§ Objective
Format every line of the rows below as a JSON list of strings, one string per line, omitting blank lines.
----------
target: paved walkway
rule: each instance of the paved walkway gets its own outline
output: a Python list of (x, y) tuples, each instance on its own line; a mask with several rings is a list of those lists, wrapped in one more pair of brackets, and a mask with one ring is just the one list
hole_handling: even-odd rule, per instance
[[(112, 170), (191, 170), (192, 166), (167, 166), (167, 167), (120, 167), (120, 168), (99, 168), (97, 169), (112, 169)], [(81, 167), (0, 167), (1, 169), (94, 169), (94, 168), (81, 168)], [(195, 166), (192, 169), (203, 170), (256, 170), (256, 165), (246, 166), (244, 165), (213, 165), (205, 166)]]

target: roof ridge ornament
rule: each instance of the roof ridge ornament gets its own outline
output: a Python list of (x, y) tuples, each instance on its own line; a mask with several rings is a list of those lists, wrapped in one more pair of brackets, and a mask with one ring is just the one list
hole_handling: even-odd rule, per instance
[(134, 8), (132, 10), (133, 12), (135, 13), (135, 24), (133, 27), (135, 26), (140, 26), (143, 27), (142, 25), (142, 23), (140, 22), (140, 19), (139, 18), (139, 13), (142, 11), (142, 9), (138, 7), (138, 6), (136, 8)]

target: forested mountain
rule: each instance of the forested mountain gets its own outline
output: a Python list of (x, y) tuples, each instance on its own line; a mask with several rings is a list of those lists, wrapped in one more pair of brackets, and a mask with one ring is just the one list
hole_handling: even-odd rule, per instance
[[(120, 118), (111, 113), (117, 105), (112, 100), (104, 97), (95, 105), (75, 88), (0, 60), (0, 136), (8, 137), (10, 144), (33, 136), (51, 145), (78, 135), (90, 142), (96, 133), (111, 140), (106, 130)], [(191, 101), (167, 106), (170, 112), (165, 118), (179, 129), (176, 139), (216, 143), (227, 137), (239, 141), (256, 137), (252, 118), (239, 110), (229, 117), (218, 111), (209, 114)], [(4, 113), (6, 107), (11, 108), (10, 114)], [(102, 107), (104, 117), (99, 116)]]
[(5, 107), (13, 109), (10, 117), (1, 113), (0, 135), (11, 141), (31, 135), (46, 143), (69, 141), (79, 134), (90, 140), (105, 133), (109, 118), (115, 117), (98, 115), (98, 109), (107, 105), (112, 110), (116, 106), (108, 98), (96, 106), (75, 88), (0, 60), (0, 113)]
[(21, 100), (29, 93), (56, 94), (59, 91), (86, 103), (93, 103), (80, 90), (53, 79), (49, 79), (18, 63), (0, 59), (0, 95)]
----------
§ Solution
[
  "target: paved walkway",
  "rule: each instance of the paved walkway gets its own outline",
  "output: a Python list of (x, y) tuples, each instance on its own line; a mask with several rings is a list of those lists, wrapped in one more pair of brackets, and a mask with one ring is just the one list",
  "hole_handling: even-odd rule, per instance",
  "[[(112, 170), (191, 170), (192, 166), (167, 166), (167, 167), (120, 167), (120, 168), (99, 168), (97, 169), (112, 169)], [(81, 167), (0, 167), (1, 169), (94, 169), (94, 168), (81, 168)], [(195, 166), (192, 169), (203, 170), (256, 170), (256, 165), (246, 166), (244, 165), (213, 165), (205, 166)]]",
  "target: roof ridge ornament",
  "rule: each instance of the roof ridge ornament gets its own outline",
  "output: a Python list of (x, y) tuples, each instance on its own line; a mask with several rings is a list of those lists, wrapped in one more pair of brackets, and a mask with one ring is just the one list",
  "hole_handling: even-odd rule, per instance",
  "[(134, 8), (132, 10), (133, 12), (135, 13), (135, 24), (133, 27), (135, 26), (140, 26), (143, 27), (142, 25), (142, 23), (140, 22), (140, 19), (139, 18), (139, 13), (142, 11), (142, 9), (138, 7), (138, 6), (136, 8)]",
  "target: forested mountain",
  "rule: each instance of the forested mountain gets its own outline",
  "output: a Python list of (x, y) tuples, each instance on its own line; a mask with several rings is a list of those lists, wrapped in one more pair of brackets, and a mask with one ring is just the one list",
  "hole_handling: even-odd rule, per instance",
  "[[(120, 118), (111, 113), (117, 105), (112, 100), (104, 97), (95, 105), (75, 88), (0, 60), (0, 136), (8, 137), (10, 144), (33, 136), (51, 145), (78, 135), (90, 142), (96, 133), (111, 140), (106, 130)], [(191, 101), (167, 106), (170, 112), (165, 118), (179, 129), (176, 139), (216, 143), (227, 137), (239, 141), (256, 137), (252, 118), (239, 110), (229, 117), (218, 111), (209, 114)], [(4, 113), (6, 107), (11, 108), (10, 114)], [(102, 107), (104, 117), (99, 116)]]",
  "[(5, 107), (13, 109), (10, 117), (1, 113), (0, 135), (11, 141), (31, 135), (46, 143), (69, 141), (79, 134), (90, 140), (105, 133), (109, 118), (115, 117), (98, 115), (98, 109), (107, 105), (112, 110), (116, 106), (108, 98), (96, 106), (75, 88), (0, 60), (0, 113)]",
  "[(21, 100), (29, 93), (56, 94), (59, 91), (86, 103), (93, 103), (80, 90), (53, 79), (49, 79), (18, 63), (0, 59), (0, 95)]"
]